Start
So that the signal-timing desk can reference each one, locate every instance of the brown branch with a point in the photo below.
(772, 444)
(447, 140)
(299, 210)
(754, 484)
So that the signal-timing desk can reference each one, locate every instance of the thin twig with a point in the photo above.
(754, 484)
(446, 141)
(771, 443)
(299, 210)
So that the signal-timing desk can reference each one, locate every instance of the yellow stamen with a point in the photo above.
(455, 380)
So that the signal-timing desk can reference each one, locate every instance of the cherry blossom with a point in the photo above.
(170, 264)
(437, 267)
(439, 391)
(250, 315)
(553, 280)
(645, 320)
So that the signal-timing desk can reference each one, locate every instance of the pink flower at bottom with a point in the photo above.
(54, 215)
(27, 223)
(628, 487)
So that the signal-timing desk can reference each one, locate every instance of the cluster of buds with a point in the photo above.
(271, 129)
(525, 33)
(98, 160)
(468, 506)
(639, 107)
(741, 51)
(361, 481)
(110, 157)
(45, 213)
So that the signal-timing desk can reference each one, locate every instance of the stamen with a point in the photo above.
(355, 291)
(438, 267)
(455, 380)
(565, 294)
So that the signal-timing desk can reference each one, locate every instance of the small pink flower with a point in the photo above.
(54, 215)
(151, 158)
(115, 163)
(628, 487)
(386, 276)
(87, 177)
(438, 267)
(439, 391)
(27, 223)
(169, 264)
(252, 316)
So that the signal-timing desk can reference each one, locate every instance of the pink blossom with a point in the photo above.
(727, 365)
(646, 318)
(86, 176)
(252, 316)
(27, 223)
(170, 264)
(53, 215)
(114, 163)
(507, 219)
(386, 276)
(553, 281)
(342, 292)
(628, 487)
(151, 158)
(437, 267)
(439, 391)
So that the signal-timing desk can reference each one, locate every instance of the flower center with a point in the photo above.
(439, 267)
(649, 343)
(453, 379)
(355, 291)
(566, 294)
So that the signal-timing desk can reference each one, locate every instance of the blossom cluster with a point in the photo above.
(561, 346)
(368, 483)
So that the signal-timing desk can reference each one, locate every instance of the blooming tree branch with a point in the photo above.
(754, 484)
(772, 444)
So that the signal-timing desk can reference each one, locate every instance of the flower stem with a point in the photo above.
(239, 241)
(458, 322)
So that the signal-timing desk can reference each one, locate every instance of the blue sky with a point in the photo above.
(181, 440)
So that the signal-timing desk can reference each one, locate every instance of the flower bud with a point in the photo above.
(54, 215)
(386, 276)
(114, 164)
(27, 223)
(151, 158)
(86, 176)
End
Given task
Repeat exactly the lines from the line containing "branch with a point in the photo above." through the end of the listing above; both boundary lines are part of the output.

Result of the exercise
So that the signal-timing desk can reference each one, locate every instance of the blooming tree branch with a point in the photo above.
(754, 484)
(772, 444)
So that the signal-timing desk can reference each one, locate every instance of the flower stem with a point in the photo above.
(239, 241)
(458, 322)
So that the signal-timing desk can reference each one, locate every instance of the blue sky with a point in the photo above.
(181, 440)
So that the signal-timing desk can reference each one, locate every instance of the flower bud with a point in the photo above.
(54, 215)
(386, 276)
(114, 164)
(27, 223)
(151, 158)
(86, 176)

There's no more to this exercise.